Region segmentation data
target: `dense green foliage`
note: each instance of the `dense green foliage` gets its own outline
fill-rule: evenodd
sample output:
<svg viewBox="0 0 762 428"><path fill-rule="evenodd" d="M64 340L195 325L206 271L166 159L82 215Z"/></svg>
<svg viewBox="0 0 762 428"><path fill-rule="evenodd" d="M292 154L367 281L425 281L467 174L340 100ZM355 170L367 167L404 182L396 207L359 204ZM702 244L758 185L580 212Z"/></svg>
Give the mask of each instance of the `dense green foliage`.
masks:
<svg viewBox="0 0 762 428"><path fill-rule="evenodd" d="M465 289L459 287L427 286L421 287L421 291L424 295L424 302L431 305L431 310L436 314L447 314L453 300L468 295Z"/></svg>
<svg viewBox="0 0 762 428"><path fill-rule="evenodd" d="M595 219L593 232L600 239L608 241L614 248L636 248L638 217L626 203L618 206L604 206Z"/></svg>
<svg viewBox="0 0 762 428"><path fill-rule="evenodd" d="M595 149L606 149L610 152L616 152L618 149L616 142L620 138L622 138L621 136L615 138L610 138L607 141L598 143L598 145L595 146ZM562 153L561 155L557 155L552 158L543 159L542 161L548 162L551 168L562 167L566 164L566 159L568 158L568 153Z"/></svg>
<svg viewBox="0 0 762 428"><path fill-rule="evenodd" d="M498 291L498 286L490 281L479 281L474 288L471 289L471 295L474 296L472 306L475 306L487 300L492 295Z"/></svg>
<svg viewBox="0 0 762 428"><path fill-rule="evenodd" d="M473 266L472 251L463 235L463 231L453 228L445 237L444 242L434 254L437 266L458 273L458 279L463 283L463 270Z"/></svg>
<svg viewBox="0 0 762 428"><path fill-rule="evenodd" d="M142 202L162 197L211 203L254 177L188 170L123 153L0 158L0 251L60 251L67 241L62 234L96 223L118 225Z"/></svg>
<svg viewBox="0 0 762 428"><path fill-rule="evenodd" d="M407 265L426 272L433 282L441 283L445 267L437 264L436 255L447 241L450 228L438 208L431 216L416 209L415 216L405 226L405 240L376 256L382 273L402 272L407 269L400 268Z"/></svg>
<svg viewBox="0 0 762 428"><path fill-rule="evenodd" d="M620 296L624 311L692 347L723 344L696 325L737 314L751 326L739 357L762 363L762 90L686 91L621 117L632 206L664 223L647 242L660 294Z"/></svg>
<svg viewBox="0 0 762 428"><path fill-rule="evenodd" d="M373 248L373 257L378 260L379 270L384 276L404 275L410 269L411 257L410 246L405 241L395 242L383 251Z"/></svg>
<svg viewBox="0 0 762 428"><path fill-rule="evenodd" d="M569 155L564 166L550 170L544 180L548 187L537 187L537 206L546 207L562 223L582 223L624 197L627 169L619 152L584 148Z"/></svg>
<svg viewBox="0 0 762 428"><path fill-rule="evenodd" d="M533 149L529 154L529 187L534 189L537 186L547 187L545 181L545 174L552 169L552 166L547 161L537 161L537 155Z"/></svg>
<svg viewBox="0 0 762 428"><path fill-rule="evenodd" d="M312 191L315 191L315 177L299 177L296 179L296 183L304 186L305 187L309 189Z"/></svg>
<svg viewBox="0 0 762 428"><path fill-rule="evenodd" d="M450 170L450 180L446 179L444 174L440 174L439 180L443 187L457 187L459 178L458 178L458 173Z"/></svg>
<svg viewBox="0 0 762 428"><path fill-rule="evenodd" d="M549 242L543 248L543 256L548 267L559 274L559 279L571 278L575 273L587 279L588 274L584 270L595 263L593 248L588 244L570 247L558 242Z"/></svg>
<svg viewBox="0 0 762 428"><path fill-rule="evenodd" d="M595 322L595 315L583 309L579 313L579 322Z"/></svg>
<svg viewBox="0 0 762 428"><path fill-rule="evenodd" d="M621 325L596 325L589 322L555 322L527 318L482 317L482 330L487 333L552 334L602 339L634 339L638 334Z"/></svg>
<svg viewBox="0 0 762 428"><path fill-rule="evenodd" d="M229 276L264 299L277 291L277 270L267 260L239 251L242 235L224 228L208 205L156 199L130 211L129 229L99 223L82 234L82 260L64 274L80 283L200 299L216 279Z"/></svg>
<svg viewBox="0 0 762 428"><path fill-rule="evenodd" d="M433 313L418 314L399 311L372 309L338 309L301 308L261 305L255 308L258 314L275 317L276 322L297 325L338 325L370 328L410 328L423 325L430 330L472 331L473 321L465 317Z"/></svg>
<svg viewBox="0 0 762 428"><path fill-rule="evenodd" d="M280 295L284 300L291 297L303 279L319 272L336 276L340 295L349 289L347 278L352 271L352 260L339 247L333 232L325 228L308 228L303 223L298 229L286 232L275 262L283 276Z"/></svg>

• _The request_: Echo the entries verbatim from their first line through the line containing "291L498 286L490 281L479", including both ends.

• _Response to this task_:
target: `dense green foliage`
note: each instance of the `dense green foliage` gets its own outline
fill-rule: evenodd
sample output:
<svg viewBox="0 0 762 428"><path fill-rule="evenodd" d="M64 340L195 325L206 271L166 159L82 215Z"/></svg>
<svg viewBox="0 0 762 428"><path fill-rule="evenodd" d="M292 154L367 281L425 281L467 174L340 100ZM355 170L367 167L404 182L396 207L359 204ZM702 244L758 185L580 212Z"/></svg>
Give the mask of each instance of the `dense green foliage`.
masks:
<svg viewBox="0 0 762 428"><path fill-rule="evenodd" d="M465 289L459 287L427 286L421 287L421 291L424 295L424 302L431 305L431 310L436 314L447 314L453 300L468 295Z"/></svg>
<svg viewBox="0 0 762 428"><path fill-rule="evenodd" d="M595 219L593 232L600 239L608 241L614 248L636 248L638 217L626 203L618 206L604 206Z"/></svg>
<svg viewBox="0 0 762 428"><path fill-rule="evenodd" d="M595 149L606 149L610 152L616 152L618 149L616 142L620 138L622 138L621 136L615 138L610 138L607 141L598 143L598 145L595 146ZM562 153L561 155L557 155L552 158L543 159L542 161L548 162L551 168L562 167L566 164L566 159L568 158L568 153Z"/></svg>
<svg viewBox="0 0 762 428"><path fill-rule="evenodd" d="M498 291L498 286L490 281L479 281L474 288L471 289L471 295L474 296L472 306L475 306L487 300L492 295Z"/></svg>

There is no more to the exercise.